Problem requirements = Rewrite the part of the records that opens with the line containing "[locate] clasped hand" and closes with the end of the records, replacing "dark trousers" with "navy trousers" and leaving everything else unchanged. Output only that part.
##### Supplied data
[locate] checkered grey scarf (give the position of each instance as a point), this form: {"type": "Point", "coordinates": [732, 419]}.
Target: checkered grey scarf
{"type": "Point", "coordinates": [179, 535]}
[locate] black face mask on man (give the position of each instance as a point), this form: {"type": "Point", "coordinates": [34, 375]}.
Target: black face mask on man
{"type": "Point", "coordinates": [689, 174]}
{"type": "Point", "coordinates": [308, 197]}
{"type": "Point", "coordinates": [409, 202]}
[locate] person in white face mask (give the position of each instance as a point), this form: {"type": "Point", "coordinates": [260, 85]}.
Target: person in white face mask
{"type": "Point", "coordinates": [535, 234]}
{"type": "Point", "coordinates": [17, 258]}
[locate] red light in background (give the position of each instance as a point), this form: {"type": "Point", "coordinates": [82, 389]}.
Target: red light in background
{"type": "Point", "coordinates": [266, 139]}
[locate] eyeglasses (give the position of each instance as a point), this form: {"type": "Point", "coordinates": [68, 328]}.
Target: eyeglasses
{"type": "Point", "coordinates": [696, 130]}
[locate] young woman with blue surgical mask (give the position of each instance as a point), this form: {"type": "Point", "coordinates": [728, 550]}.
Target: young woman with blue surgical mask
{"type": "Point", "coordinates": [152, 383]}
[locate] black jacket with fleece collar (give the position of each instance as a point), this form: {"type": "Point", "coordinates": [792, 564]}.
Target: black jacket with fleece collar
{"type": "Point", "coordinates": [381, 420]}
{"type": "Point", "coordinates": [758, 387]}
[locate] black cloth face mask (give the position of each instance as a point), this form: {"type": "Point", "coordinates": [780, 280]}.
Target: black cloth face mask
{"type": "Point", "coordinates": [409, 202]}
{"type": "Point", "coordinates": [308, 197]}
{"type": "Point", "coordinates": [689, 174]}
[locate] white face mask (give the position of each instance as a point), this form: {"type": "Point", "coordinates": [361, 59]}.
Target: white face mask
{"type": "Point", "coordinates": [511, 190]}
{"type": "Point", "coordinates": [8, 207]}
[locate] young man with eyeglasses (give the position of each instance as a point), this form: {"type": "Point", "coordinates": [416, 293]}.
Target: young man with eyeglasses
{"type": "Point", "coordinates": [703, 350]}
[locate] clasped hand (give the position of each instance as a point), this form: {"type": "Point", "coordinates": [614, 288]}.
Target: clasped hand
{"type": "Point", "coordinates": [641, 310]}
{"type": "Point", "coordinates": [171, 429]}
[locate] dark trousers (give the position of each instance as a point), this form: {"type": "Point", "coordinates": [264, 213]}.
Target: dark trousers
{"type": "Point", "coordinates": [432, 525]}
##########
Answer to this task =
[locate] clasped hand (give the position of each instance as a point), this form: {"type": "Point", "coordinates": [614, 288]}.
Target: clasped hand
{"type": "Point", "coordinates": [641, 310]}
{"type": "Point", "coordinates": [171, 429]}
[locate] navy trousers (give the position of each instance as a point), this form: {"type": "Point", "coordinates": [264, 213]}.
Target: navy trousers
{"type": "Point", "coordinates": [432, 525]}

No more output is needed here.